▸ Dataset excerpts
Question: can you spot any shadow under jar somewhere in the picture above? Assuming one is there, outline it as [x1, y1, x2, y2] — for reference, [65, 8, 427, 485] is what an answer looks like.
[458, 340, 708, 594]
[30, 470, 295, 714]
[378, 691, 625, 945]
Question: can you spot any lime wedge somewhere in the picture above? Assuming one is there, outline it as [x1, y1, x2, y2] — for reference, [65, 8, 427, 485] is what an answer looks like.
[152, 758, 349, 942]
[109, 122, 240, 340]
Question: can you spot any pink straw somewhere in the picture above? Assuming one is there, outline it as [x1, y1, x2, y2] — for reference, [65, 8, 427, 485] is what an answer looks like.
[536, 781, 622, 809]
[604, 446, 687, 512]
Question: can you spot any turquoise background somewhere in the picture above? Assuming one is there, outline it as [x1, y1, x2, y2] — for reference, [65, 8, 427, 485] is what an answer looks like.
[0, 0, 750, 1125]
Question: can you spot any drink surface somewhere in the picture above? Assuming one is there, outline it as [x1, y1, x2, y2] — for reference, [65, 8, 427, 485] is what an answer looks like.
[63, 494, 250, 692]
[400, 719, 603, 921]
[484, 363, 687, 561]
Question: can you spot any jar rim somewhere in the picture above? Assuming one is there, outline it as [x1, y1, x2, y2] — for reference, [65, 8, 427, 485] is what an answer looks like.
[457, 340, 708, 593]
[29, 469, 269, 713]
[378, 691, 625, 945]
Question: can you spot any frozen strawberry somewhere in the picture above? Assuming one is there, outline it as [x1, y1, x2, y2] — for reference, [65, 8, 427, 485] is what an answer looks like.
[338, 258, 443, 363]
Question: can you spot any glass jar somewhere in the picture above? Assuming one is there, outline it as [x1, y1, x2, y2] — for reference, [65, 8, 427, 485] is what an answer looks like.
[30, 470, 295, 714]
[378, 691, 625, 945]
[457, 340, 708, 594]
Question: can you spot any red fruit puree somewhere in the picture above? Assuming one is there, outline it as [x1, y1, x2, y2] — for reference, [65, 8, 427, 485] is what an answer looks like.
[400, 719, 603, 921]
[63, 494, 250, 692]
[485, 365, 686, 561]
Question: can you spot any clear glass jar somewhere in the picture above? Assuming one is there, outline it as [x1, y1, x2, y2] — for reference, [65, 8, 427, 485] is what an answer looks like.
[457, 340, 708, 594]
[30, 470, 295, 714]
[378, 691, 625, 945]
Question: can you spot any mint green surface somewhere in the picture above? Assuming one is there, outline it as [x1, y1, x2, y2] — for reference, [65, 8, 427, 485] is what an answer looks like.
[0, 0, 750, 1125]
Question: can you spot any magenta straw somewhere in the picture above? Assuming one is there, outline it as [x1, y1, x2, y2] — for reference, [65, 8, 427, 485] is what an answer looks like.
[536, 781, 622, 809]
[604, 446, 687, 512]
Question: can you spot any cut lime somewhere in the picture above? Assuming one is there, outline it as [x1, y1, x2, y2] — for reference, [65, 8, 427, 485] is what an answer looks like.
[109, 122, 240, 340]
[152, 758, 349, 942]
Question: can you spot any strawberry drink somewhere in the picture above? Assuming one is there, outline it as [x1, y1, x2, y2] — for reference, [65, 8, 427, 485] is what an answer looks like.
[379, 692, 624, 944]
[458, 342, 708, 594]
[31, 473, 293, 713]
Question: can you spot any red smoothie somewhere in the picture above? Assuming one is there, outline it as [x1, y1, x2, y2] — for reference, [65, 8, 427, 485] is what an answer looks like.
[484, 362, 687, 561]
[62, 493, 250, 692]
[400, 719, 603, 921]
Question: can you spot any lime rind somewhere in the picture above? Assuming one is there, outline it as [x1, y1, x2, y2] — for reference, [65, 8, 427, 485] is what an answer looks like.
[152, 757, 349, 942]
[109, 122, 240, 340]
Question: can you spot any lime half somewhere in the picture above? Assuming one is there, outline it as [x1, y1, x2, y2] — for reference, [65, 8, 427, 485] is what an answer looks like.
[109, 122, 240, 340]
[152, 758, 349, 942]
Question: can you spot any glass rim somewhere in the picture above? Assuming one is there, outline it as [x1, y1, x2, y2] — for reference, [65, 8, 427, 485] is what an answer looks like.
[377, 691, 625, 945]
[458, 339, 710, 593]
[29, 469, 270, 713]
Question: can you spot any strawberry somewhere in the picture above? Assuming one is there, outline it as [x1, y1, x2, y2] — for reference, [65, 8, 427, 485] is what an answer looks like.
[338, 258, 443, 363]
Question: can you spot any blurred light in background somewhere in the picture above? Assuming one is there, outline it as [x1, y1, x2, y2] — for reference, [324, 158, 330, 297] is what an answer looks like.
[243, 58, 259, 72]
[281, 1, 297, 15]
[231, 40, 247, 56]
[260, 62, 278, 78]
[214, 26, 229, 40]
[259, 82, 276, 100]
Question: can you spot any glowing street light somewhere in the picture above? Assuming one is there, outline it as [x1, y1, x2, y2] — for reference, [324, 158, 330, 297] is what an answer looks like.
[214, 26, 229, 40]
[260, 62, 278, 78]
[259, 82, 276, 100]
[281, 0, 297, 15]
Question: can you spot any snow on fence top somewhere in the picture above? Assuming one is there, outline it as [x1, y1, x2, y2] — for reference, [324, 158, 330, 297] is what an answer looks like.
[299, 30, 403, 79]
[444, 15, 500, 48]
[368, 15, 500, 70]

▸ Aim of the exercise
Render all the entries above as a two-column CSV with the headers "prompt" and "response", one row per entry. Put each entry's text and its answer in separate quoted fields, replacing line breaks with spaces.

▸ Complete response
prompt,response
"Question: can you spot any shadow under jar somewhere in the picture above? Assuming one is there, outline it as [x1, y1, x2, y2] — for reference, [65, 8, 427, 485] is what an answer looks like.","[458, 340, 708, 594] [30, 470, 295, 714] [378, 691, 625, 945]"
"Question: can you spot any lime wedge somewhere in the picture above? Assuming one is there, outline it as [x1, y1, x2, y2] — for reference, [65, 8, 427, 485] is what an answer looks like.","[152, 758, 349, 942] [109, 122, 240, 340]"
"Question: can you spot any pink straw somewhere in the picture above? Assuming one is there, outline it as [x1, y1, x2, y2] — for reference, [65, 8, 427, 485] is what an answer looks like.","[536, 781, 622, 809] [604, 446, 687, 512]"
"Question: can you spot any turquoise background somewhere in the picture above? Assuming one is there, outline it as [x1, y1, x2, y2] — for reference, [65, 8, 427, 485] is what an answer looks like.","[0, 0, 750, 1125]"
"Question: can you spot any drink surface somewhere in the picture above? Assuming one is there, outline it as [x1, y1, x2, y2] — for reference, [65, 8, 427, 485] is what an answer looks like.","[63, 494, 250, 692] [400, 719, 603, 921] [484, 363, 687, 561]"
"Question: can you spot any jar rim somewhere in the picture above? Assuming one is there, outline it as [x1, y1, x2, y2] — for reference, [65, 8, 427, 485] is what an answer looks like.","[457, 340, 708, 593] [29, 469, 269, 713] [378, 691, 625, 945]"
"Question: can you spot any frozen strawberry somewhere in the picture above? Assuming one is there, outline it as [x1, y1, x2, y2] — for reference, [65, 8, 427, 485] is what an answer looks like.","[338, 258, 443, 363]"
"Question: can you spot any glass jar somewhere in the picture above? Assuming one is there, outline it as [x1, y1, x2, y2] — for reference, [65, 8, 427, 485] is what an answer looks like.","[30, 470, 295, 714] [378, 691, 625, 945] [457, 340, 708, 594]"
"Question: can you spot any red fruit puree somewhere in the picture above? Assuming one is there, outline it as [x1, y1, x2, y2] — for reference, [65, 8, 427, 485] is what an answer looks like.","[400, 719, 603, 921] [63, 494, 250, 692] [485, 365, 686, 561]"
"Question: can you spot any clear glass jar somewhere in the picture above? Assuming one is there, outline it as [x1, y1, x2, y2] — for reference, [65, 8, 427, 485] is what an answer looks like.","[457, 340, 708, 594] [30, 470, 295, 714] [378, 691, 625, 945]"
"Question: can you spot any mint green surface somewhere in the picture above? Assuming one is there, outline it as [x1, y1, x2, y2] — for reference, [65, 8, 427, 485] is what an answer looks like.","[0, 0, 750, 1125]"
"Question: can you spot any magenta straw somewhere in the picture above? Assuming one is there, outline it as [x1, y1, x2, y2] — for reference, [65, 8, 427, 485] is what an answer looks like.","[536, 781, 622, 809] [604, 446, 687, 512]"
"Question: can you spot any cut lime somewhere in the picture above? Assuming one is there, outline it as [x1, y1, x2, y2] — for reference, [65, 8, 427, 485] is what an answer looks like.","[109, 122, 240, 340] [152, 758, 349, 942]"
"Question: can you spot any strawberry drink somewhere in the picture above? Assuming one is there, outline it as [x1, y1, x2, y2] — for reference, [65, 8, 427, 485] is what an answer looks like.","[379, 692, 624, 944] [458, 342, 708, 594] [31, 473, 293, 713]"
"Question: can you spot any red smoothie somewhere in the picture above? Assuming one is there, outline it as [x1, y1, x2, y2] — for reference, [65, 8, 427, 485] is what an answer looks like.","[484, 362, 687, 561] [62, 493, 250, 692] [400, 719, 603, 921]"
"Question: can you spot any lime rind somewhere in the picture above? Assuming one is there, outline it as [x1, y1, x2, y2] — for reference, [65, 8, 427, 485] is what an answer looks like.","[152, 757, 349, 942] [109, 122, 240, 340]"
"Question: can you spot any lime half somewhere in the picture above? Assuming one is there, outline it as [x1, y1, x2, y2] — for reference, [65, 8, 427, 485] is what an answer looks like.","[109, 122, 240, 340] [152, 758, 349, 942]"
"Question: can you spot any glass rim somewhere in the picture above? Assuming one is there, outline it as [x1, y1, x2, y2] — for reference, [65, 8, 427, 485] is what an answer looks like.","[377, 691, 625, 945] [458, 339, 710, 593] [29, 469, 270, 713]"
"Question: can you spot any strawberry somewhere in the picture above? Assuming one is there, outline it as [x1, y1, x2, y2] — for reference, [65, 8, 427, 485] is what an answer looks like.","[338, 258, 443, 363]"
"Question: can you spot any blurred light in background somewhere in the picture above? Assuming one is there, outline it as [x1, y1, x2, y2] — for reference, [324, 158, 330, 297] is what an answer looks like.","[243, 58, 259, 72] [281, 1, 297, 15] [231, 40, 247, 56] [260, 62, 278, 78] [214, 26, 229, 40] [259, 82, 276, 100]"
"Question: can you spot any glowing street light somewhere in the picture above? Assuming one is there, outline it as [x1, y1, x2, y2] — for reference, [324, 158, 330, 297] is what an answer looks like.","[214, 26, 229, 40] [260, 62, 278, 78] [259, 82, 276, 100] [281, 0, 297, 15]"
"Question: can you spot any snow on fence top somewhere in the picture above? Assuming one is there, outline it as [x1, y1, x2, y2] — for reference, [324, 158, 330, 297] is what an answer looks like.","[299, 30, 403, 79] [444, 15, 500, 48] [368, 15, 500, 70]"